Your task -
List each line of the listing below that contains the string "blue".

(Excerpts of labeled region data)
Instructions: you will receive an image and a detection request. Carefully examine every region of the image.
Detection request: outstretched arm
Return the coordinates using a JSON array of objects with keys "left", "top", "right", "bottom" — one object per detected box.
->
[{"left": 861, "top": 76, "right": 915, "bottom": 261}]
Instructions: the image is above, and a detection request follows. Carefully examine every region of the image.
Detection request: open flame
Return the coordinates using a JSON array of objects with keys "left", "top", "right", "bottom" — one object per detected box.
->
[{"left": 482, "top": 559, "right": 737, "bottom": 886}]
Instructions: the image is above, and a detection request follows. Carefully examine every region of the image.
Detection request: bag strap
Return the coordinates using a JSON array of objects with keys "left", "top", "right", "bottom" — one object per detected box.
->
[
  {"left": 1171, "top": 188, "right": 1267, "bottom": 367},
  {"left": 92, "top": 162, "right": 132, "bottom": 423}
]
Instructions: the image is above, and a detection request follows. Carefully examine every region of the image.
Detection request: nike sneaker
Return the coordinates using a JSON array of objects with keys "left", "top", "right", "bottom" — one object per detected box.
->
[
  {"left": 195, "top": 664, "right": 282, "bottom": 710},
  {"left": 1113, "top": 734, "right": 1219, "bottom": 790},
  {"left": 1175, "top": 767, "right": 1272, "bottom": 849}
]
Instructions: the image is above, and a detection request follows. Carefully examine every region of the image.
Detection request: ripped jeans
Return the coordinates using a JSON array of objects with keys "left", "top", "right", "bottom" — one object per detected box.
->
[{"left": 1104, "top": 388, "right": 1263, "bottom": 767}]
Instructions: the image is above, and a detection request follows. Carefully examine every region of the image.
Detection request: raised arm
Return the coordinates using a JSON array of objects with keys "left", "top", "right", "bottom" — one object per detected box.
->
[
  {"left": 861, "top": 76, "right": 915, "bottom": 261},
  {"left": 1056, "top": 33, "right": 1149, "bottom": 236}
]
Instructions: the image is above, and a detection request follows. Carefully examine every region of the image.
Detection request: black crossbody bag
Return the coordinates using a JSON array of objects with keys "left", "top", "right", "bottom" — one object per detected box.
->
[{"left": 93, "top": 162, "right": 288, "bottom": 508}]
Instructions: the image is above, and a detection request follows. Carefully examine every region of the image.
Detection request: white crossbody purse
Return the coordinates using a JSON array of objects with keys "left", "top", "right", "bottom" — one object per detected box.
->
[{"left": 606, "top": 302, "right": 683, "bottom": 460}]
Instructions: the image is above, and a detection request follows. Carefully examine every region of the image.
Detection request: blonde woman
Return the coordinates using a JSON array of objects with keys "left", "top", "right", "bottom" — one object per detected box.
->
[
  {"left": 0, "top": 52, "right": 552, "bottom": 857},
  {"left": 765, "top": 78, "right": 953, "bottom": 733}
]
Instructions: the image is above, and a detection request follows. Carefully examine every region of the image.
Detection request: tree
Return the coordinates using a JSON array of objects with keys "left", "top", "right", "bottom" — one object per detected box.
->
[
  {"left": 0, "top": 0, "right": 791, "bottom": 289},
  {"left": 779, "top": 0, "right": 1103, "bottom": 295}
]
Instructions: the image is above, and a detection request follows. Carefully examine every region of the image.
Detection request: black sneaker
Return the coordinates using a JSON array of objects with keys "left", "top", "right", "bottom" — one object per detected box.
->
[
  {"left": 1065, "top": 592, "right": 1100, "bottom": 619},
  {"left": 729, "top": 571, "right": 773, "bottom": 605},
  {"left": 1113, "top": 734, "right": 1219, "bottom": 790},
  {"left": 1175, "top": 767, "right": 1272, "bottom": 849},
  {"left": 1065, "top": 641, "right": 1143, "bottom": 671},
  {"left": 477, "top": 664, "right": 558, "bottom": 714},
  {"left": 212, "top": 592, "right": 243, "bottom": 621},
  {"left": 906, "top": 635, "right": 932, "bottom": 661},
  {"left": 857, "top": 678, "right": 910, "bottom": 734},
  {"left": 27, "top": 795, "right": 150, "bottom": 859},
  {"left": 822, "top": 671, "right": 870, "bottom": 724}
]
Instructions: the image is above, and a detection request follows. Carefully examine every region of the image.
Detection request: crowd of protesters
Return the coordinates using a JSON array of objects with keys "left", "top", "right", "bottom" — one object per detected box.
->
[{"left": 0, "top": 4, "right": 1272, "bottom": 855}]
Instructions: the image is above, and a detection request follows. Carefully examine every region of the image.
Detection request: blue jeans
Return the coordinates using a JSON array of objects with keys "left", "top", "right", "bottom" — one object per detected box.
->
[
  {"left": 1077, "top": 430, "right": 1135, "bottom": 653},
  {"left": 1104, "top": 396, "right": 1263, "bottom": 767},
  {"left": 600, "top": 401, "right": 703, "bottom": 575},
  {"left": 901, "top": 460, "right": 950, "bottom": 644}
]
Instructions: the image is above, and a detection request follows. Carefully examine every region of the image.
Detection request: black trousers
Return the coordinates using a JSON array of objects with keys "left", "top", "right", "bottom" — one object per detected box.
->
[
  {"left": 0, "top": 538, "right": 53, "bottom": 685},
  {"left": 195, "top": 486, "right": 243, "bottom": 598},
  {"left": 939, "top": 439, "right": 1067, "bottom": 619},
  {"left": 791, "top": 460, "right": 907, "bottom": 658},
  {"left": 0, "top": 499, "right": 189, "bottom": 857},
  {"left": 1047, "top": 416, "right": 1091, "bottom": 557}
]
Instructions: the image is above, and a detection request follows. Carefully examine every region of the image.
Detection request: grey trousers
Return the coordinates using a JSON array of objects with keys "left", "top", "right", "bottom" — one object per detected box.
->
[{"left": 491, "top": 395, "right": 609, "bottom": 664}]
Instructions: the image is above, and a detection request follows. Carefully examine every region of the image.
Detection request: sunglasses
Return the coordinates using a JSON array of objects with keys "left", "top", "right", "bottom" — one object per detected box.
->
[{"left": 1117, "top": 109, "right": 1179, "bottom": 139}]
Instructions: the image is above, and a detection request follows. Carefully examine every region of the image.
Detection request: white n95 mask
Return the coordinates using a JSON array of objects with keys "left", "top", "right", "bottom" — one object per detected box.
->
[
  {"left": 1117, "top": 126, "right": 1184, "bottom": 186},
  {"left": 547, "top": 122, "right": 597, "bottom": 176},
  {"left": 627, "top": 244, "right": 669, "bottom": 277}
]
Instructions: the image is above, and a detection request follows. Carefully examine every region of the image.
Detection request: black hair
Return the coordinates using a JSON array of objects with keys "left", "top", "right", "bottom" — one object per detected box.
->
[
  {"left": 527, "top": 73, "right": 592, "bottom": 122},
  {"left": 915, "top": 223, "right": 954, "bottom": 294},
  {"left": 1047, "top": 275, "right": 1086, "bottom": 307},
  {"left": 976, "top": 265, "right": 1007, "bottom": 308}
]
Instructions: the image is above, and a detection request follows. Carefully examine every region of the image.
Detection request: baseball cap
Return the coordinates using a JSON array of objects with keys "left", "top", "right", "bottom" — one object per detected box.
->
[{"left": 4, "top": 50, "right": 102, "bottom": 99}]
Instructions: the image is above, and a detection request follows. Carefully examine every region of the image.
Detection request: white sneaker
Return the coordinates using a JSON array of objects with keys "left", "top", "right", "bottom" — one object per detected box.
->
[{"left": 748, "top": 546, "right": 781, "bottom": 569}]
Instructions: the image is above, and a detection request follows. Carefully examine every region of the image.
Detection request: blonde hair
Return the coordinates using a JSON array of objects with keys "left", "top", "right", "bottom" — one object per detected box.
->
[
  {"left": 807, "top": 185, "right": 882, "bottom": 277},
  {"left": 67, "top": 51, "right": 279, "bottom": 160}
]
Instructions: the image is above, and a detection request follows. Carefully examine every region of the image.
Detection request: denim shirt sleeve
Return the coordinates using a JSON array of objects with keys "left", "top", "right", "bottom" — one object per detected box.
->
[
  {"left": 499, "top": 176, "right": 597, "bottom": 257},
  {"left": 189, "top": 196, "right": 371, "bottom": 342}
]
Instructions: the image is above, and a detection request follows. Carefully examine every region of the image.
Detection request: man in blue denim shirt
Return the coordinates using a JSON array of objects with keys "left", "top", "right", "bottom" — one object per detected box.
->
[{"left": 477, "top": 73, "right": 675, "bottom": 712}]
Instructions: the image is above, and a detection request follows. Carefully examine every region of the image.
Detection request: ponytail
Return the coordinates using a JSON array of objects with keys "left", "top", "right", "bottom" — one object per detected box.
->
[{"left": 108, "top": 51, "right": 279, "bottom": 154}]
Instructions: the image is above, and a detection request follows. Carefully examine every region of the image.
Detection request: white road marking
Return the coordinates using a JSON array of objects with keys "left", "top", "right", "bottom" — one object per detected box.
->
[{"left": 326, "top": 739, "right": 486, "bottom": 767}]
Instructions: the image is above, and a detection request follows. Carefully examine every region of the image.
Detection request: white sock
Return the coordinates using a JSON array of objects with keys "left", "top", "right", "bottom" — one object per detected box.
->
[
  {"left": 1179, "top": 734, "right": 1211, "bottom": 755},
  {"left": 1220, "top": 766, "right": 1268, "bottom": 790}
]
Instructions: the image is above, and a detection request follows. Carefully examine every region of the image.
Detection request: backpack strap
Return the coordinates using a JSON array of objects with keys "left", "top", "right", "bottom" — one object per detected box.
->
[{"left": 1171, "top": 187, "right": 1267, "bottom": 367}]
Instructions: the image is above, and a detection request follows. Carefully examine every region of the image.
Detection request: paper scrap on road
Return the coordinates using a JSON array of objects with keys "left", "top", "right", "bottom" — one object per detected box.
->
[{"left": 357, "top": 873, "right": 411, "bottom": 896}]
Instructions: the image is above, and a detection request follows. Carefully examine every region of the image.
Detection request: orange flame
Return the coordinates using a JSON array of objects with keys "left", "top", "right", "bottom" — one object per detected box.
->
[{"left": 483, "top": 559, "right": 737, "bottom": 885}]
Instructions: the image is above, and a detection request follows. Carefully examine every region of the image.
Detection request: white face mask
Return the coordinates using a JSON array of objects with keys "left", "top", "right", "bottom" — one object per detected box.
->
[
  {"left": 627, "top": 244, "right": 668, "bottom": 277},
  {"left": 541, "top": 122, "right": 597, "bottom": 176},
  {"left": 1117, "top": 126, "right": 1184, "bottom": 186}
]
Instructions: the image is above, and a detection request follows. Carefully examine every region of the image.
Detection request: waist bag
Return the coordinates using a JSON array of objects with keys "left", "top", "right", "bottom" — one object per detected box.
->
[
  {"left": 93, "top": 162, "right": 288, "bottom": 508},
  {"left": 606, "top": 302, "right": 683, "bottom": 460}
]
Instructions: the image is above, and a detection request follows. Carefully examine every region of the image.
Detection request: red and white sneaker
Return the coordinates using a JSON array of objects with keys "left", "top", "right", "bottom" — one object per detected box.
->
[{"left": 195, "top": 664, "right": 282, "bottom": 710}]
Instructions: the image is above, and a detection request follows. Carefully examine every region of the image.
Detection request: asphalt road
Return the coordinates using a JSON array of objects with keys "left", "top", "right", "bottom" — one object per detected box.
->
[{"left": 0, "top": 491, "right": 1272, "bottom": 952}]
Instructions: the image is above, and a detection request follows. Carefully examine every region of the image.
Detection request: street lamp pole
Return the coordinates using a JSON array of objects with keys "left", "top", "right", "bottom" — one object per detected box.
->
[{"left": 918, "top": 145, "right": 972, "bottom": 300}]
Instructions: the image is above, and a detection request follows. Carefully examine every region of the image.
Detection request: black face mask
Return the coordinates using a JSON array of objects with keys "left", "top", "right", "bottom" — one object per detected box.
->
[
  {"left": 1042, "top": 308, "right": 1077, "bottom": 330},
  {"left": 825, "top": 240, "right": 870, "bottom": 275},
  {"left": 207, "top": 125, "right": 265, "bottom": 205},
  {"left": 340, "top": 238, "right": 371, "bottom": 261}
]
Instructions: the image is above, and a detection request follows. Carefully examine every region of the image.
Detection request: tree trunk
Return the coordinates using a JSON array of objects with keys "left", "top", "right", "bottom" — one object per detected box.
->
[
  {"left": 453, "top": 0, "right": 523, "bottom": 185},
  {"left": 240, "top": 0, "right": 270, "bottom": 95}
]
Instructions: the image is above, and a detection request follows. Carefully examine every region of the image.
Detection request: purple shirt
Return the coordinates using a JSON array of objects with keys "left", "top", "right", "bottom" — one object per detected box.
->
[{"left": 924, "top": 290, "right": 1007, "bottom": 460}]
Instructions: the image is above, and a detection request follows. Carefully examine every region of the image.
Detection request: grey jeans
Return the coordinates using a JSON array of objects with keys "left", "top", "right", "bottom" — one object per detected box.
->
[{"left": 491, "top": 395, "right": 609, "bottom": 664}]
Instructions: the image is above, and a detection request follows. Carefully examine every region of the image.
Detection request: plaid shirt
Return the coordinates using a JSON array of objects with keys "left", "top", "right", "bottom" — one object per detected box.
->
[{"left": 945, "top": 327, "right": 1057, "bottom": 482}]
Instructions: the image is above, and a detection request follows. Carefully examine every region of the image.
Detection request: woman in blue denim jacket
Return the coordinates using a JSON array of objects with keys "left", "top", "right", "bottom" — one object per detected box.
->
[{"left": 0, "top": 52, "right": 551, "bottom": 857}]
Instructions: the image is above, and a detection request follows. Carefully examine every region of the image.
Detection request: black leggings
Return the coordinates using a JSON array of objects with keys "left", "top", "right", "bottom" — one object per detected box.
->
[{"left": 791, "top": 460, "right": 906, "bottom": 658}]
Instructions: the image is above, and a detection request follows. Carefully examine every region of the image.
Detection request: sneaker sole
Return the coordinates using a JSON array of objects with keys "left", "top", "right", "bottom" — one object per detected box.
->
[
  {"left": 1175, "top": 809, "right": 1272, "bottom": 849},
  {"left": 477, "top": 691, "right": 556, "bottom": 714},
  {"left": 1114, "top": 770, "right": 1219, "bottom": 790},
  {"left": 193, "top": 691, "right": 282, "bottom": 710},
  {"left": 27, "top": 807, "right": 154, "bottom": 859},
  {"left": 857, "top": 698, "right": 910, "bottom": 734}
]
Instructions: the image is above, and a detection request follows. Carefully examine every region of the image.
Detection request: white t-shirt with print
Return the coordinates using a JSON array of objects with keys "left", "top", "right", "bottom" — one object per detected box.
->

Result of this task -
Detection request: blue jeans
Detection request: man in blue denim shirt
Detection request: woman in blue denim jacket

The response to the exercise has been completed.